▶ **Selected passage**:
· · ·

Note that there may be processes $p_{j}$ that are not yet participants, which record in $elected_{j}$ the identifier of the previous elected process.

Measure the performance of an election algorithm by its total network bandwidth utilization which is proportional to the total number of messages sent, and by the turnaround time for the algorithm.

(No assumption of models here see, because each algorithm do their own assumption)

A ring-based election algorithm:

Each process $p_{i}$ has a communication channel to the next process in the ring, $p_{(i + 1) mod N}$ , and all messages are sent clockwise around the ring.

Assume that no failures occur, and that the system is asynchronous.

The goal of this algorithm is to elect a single process called the coordinator, which is the process with the largest identifier.

The initiator Initially, every process is marked as a non-participant in an election, any process can begin an election, proceeds by marking itself as a participant, placing its identifier in an election message and sending it to its clockwise neighbor.

On receiving an election message: - Compares the identifier in the message with its own: - if the arrived identifier is greater, then it forwards the message to its neighbor, - if the arrived identifier is smaller and the receiver is not a participant, then it substitutes its own identifier in the message and forwards it; - But does not forward message if it is already a participant - On forwarding an election message in any case, the process marks itself as a participant (if it lalready hasn;t.?) - If, however, the received identifier is that of the receiver itself, then this process’s identifier must be the greatest, and it becomes the coordinator. - The coordinator marks itself as a non-participant once more and sends an elected message to its neighbour, announcing its election and enclosing its identity. - When a process $p_{i}$ receives an elected message, it marks itself as a nonparticipant, sets its variable $elected_{i}$ to the identifier in the message and, unless it is the new coordinator, forwards the message to its neighbor.

Useful for understanding properties of elections in general, the fact that it tolerates no failures makes it of limited practical value.

The bully algorithm

Allows processes to crash during an election, although it assumes that message delivery between processes is reliable.

Another difference is that the ring-based algorithm assumed that processes have minimal a prior knowledge of one another: each knows only how to communicate with its neighbor, and no-one knows the identifiers of the other processes, the bully algorithm, on the other hand, assumes that

Each process knows which processes have higher identifiers, and that it can communicate with all such processes
Unlike the ring-based algorithm, this algorithm assumes that the system is synchronous: it uses timeouts to detect a process failure.

Since the system is synchronous, can’t construct a reliable failure detector, there is a maximum message transmission delay, $T_{trans}$ , and a maximum delay for processing a message $T_{process}$

Therefore, we can calculate a time $T = 2 T_{trans} + T_{process}$ that is an upper bound on the time that can elapse between sending a message to another process and receiving a response.

· · ·

▶ **Direction 1**: In the notes on election algorithms, condense the paragraph that begins "The initiator Initially, every process is marked as a non-participant" into a shorter version that keeps its main facts.
▶ **Direction 2**:
Answer each question from the notes on election algorithms:
(a) In the ring-based algorithm, which process is elected as coordinator?
(b) What does the bully algorithm use to detect a process failure?
(c) What expression is given for the upper bound T on the time between sending a message to another process and receiving a response?
Answers should draw solely on the notes on election algorithms.

Data listing:
· · ·

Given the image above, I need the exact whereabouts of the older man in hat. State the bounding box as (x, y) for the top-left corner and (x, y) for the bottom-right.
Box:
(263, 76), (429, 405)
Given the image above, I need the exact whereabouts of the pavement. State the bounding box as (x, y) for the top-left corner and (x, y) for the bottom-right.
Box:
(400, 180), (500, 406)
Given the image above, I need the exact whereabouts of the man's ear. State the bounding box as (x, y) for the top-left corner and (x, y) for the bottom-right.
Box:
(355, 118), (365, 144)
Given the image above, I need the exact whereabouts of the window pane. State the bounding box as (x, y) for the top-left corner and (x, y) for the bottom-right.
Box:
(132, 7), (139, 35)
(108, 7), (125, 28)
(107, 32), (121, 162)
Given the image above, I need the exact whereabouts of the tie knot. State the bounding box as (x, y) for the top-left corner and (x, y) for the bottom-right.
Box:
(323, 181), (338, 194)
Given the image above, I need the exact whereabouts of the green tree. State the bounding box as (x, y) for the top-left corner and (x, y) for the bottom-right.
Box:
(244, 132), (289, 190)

· · ·

▶ **Correct answer 1**: Every process starts as a non-participant. Any process may start an election: it marks itself as a participant, places its identifier in an election message, and sends that message to its clockwise neighbor.

▶ **Correct answer 2**:
(a) The process with the largest identifier.
(b) Timeouts.
(c) T = 2T_trans + T_process.